* _Your task_:
Copy exactly the last part of the entries, starting from the line with "Objective — for every instance of the wrinkled" and including the final line.

· · ·

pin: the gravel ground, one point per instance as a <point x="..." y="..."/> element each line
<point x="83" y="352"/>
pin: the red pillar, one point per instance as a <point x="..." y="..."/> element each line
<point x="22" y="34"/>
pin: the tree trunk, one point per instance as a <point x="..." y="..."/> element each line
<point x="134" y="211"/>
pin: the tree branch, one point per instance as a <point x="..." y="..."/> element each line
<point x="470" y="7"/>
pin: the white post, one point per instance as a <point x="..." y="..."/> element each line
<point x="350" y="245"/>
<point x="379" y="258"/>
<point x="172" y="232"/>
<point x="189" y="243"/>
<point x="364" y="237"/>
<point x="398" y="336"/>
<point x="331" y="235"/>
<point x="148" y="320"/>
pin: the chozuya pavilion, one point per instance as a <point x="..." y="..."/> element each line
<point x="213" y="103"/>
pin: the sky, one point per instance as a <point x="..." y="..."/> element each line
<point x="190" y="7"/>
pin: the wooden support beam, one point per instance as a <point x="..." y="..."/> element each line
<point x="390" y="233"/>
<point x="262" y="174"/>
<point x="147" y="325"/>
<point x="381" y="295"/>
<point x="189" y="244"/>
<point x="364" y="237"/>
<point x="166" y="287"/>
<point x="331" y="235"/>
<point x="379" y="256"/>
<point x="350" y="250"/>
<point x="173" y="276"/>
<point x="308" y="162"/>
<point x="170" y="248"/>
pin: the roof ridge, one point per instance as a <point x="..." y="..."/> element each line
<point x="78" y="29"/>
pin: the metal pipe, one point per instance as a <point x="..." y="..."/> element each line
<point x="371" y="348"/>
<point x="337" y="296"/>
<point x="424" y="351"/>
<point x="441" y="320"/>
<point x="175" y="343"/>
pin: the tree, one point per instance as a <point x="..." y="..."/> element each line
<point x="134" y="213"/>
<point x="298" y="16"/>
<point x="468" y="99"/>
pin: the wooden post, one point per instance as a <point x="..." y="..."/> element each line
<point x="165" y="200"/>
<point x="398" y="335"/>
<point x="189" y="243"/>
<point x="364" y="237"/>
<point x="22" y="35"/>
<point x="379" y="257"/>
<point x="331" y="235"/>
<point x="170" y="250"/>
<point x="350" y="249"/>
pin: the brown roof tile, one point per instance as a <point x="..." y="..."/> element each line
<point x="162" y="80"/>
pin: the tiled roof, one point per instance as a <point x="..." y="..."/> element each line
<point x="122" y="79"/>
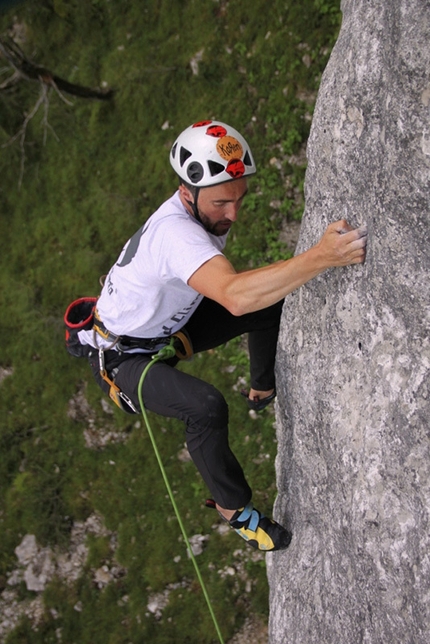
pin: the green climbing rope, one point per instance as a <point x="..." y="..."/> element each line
<point x="164" y="354"/>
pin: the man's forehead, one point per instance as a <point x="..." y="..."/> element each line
<point x="226" y="191"/>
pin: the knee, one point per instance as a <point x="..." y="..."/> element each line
<point x="210" y="410"/>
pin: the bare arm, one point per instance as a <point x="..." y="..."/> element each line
<point x="256" y="289"/>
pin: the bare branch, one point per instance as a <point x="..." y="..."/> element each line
<point x="30" y="71"/>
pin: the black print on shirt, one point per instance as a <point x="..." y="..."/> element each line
<point x="132" y="246"/>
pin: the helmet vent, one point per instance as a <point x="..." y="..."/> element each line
<point x="195" y="172"/>
<point x="247" y="159"/>
<point x="184" y="154"/>
<point x="215" y="168"/>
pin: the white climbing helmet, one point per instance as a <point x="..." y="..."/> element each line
<point x="210" y="152"/>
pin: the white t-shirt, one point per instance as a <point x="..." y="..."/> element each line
<point x="145" y="294"/>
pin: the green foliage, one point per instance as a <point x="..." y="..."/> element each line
<point x="84" y="191"/>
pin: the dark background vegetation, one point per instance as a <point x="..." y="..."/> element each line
<point x="87" y="182"/>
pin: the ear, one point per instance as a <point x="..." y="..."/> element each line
<point x="186" y="193"/>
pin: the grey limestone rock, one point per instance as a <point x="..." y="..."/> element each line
<point x="353" y="360"/>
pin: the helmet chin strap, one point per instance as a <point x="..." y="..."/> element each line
<point x="194" y="207"/>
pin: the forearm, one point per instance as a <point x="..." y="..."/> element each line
<point x="256" y="289"/>
<point x="259" y="288"/>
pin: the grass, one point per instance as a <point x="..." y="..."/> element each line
<point x="80" y="198"/>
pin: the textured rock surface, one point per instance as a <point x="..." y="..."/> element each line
<point x="353" y="362"/>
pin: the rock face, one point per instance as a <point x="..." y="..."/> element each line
<point x="353" y="411"/>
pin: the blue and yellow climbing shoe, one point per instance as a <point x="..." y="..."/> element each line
<point x="257" y="530"/>
<point x="258" y="404"/>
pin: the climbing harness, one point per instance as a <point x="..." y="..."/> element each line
<point x="82" y="315"/>
<point x="169" y="351"/>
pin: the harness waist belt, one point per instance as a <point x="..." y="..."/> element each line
<point x="127" y="342"/>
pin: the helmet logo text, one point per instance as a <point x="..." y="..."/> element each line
<point x="229" y="148"/>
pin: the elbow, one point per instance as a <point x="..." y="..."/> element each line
<point x="236" y="307"/>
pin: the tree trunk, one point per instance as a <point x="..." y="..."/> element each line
<point x="353" y="361"/>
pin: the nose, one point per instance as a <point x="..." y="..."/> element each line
<point x="232" y="210"/>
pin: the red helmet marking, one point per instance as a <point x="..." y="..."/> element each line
<point x="235" y="168"/>
<point x="217" y="131"/>
<point x="202" y="123"/>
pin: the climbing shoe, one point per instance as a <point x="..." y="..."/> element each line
<point x="258" y="404"/>
<point x="257" y="530"/>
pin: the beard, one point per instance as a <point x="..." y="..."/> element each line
<point x="218" y="228"/>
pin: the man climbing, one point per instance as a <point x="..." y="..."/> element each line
<point x="172" y="276"/>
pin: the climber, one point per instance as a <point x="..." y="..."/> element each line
<point x="171" y="276"/>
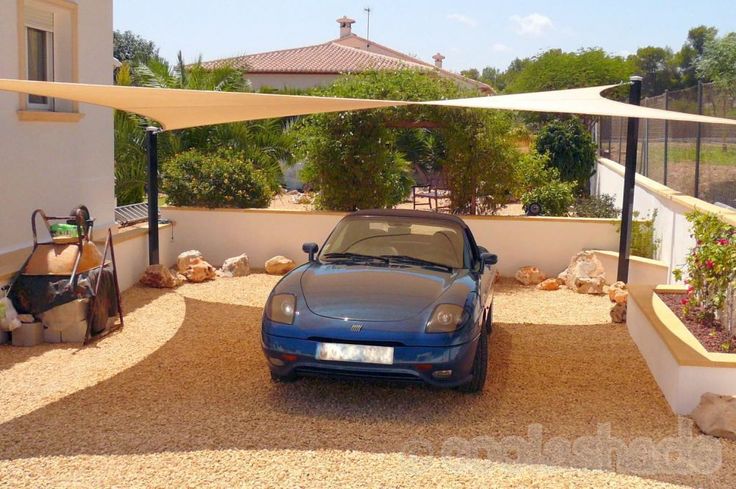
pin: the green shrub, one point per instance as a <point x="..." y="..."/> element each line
<point x="479" y="160"/>
<point x="531" y="171"/>
<point x="222" y="179"/>
<point x="602" y="206"/>
<point x="644" y="242"/>
<point x="351" y="160"/>
<point x="711" y="268"/>
<point x="571" y="150"/>
<point x="554" y="197"/>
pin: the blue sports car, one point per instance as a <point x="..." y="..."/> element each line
<point x="393" y="294"/>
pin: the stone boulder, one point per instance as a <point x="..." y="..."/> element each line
<point x="187" y="258"/>
<point x="236" y="266"/>
<point x="199" y="271"/>
<point x="530" y="275"/>
<point x="160" y="277"/>
<point x="279" y="265"/>
<point x="716" y="415"/>
<point x="618" y="293"/>
<point x="549" y="284"/>
<point x="586" y="274"/>
<point x="618" y="313"/>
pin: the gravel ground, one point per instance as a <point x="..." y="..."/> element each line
<point x="181" y="397"/>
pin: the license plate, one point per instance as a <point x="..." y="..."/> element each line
<point x="341" y="352"/>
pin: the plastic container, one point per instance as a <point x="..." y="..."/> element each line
<point x="30" y="334"/>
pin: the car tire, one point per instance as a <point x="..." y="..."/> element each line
<point x="283" y="379"/>
<point x="480" y="367"/>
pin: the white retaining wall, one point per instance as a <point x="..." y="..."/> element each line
<point x="221" y="233"/>
<point x="671" y="227"/>
<point x="682" y="385"/>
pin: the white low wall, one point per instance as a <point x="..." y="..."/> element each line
<point x="131" y="253"/>
<point x="671" y="226"/>
<point x="219" y="234"/>
<point x="682" y="385"/>
<point x="642" y="271"/>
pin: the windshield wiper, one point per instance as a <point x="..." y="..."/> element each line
<point x="354" y="257"/>
<point x="410" y="260"/>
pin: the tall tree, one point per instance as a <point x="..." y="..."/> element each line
<point x="128" y="46"/>
<point x="658" y="68"/>
<point x="556" y="70"/>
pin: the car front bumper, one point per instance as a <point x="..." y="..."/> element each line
<point x="287" y="356"/>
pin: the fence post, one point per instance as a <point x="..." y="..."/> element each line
<point x="698" y="136"/>
<point x="627" y="209"/>
<point x="666" y="134"/>
<point x="152" y="153"/>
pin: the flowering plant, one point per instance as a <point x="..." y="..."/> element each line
<point x="711" y="269"/>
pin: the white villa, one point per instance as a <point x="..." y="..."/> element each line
<point x="55" y="154"/>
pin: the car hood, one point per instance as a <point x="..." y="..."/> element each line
<point x="372" y="293"/>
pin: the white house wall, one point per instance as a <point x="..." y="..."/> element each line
<point x="671" y="226"/>
<point x="56" y="165"/>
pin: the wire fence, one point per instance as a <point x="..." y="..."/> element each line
<point x="695" y="159"/>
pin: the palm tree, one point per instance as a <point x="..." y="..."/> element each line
<point x="267" y="143"/>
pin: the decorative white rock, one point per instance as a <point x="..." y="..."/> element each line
<point x="187" y="258"/>
<point x="279" y="265"/>
<point x="237" y="266"/>
<point x="716" y="415"/>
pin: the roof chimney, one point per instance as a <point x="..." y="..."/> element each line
<point x="345" y="26"/>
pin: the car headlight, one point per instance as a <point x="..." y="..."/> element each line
<point x="282" y="308"/>
<point x="446" y="318"/>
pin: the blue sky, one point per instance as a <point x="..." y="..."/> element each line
<point x="470" y="33"/>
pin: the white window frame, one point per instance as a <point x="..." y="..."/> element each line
<point x="65" y="54"/>
<point x="49" y="105"/>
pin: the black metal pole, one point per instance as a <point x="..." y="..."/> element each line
<point x="698" y="136"/>
<point x="152" y="151"/>
<point x="666" y="134"/>
<point x="627" y="210"/>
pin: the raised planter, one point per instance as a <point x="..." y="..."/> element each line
<point x="682" y="367"/>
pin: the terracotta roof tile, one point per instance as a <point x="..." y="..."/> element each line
<point x="333" y="57"/>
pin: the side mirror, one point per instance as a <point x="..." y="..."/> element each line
<point x="310" y="248"/>
<point x="489" y="258"/>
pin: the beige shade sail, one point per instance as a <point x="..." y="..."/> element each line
<point x="177" y="109"/>
<point x="588" y="101"/>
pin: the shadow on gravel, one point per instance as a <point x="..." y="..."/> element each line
<point x="208" y="388"/>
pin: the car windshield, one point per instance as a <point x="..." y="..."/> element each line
<point x="404" y="239"/>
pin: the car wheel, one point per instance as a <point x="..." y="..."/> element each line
<point x="283" y="379"/>
<point x="480" y="367"/>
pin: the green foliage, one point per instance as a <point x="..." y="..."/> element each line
<point x="571" y="150"/>
<point x="658" y="67"/>
<point x="556" y="70"/>
<point x="531" y="171"/>
<point x="644" y="242"/>
<point x="718" y="62"/>
<point x="479" y="160"/>
<point x="600" y="206"/>
<point x="351" y="160"/>
<point x="129" y="47"/>
<point x="360" y="159"/>
<point x="554" y="197"/>
<point x="267" y="143"/>
<point x="222" y="179"/>
<point x="711" y="265"/>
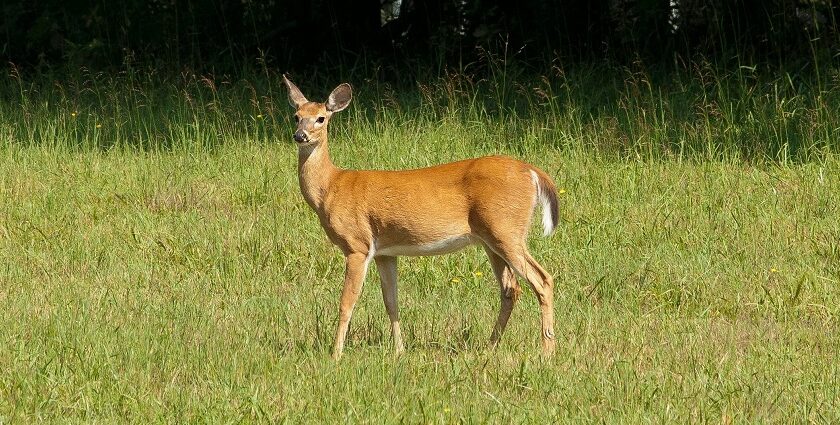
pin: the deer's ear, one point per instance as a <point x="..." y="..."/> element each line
<point x="296" y="98"/>
<point x="340" y="98"/>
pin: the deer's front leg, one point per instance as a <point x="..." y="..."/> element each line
<point x="356" y="265"/>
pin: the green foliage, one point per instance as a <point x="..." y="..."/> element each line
<point x="157" y="262"/>
<point x="198" y="287"/>
<point x="695" y="111"/>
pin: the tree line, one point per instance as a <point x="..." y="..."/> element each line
<point x="219" y="34"/>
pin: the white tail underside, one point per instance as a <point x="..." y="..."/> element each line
<point x="548" y="224"/>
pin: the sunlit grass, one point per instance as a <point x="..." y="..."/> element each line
<point x="164" y="268"/>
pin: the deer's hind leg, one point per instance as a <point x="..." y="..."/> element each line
<point x="509" y="291"/>
<point x="518" y="258"/>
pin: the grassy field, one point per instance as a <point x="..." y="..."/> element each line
<point x="158" y="263"/>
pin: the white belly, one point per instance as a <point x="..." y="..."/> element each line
<point x="443" y="246"/>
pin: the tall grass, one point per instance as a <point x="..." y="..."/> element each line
<point x="690" y="111"/>
<point x="157" y="262"/>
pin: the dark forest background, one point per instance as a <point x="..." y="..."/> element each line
<point x="400" y="38"/>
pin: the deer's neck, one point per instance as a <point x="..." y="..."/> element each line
<point x="315" y="173"/>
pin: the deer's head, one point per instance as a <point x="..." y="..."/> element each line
<point x="312" y="117"/>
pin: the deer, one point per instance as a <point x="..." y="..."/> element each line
<point x="378" y="215"/>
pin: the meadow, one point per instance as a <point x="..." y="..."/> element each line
<point x="158" y="263"/>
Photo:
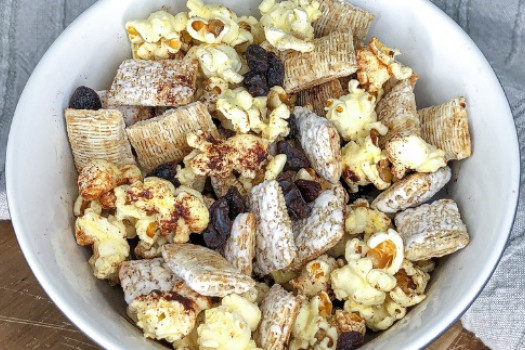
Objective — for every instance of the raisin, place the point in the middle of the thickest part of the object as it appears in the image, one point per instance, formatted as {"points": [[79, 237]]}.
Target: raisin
{"points": [[235, 202], [212, 238], [275, 72], [257, 58], [85, 98], [295, 159], [310, 190], [220, 218], [294, 128], [166, 172], [296, 205], [350, 341], [256, 84]]}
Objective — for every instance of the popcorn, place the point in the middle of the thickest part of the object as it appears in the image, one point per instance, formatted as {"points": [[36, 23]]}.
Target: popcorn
{"points": [[158, 36], [354, 114], [220, 61], [288, 24], [311, 329], [108, 240], [386, 250], [214, 24], [315, 277], [264, 115], [243, 153], [378, 317], [164, 315], [365, 220], [360, 282], [361, 160], [229, 325], [411, 284], [158, 207], [376, 65]]}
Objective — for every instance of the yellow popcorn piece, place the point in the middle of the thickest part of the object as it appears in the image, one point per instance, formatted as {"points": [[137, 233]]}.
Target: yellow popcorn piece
{"points": [[311, 329], [378, 317], [220, 61], [159, 208], [386, 250], [288, 24], [354, 114], [214, 24], [229, 326], [362, 164], [158, 36], [263, 115], [360, 282], [108, 240]]}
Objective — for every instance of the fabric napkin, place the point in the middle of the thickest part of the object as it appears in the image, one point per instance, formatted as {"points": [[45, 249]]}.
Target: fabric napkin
{"points": [[497, 26]]}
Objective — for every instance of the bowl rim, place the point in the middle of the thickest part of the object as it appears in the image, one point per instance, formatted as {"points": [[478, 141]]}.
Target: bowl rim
{"points": [[84, 326]]}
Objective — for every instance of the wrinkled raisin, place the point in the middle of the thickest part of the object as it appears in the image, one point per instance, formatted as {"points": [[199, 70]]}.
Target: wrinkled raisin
{"points": [[235, 202], [85, 98], [294, 128], [275, 72], [310, 190], [295, 159], [220, 225], [166, 172], [220, 218], [296, 205], [256, 84], [257, 58], [350, 341]]}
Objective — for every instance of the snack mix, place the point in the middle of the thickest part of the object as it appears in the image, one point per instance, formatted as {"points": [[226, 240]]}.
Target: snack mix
{"points": [[264, 183]]}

· · ·

* _Exercise answer_:
Objective — for every instance of the wrinkled raisin, place the point in the middle of the thickest part of the object as it appears in the image, one point per instance, formatted as {"points": [[199, 70]]}.
Target: wrinkled raisin
{"points": [[235, 202], [85, 98], [294, 128], [275, 72], [310, 190], [295, 159], [220, 225], [166, 172], [220, 218], [296, 205], [256, 84], [257, 58], [350, 341]]}
Objective — for every instance of the snack mix, place the point in the middle of the thickest part of the object as it appears in the image, one point per instance, formatted as {"points": [[226, 240]]}.
Target: snack mix
{"points": [[264, 183]]}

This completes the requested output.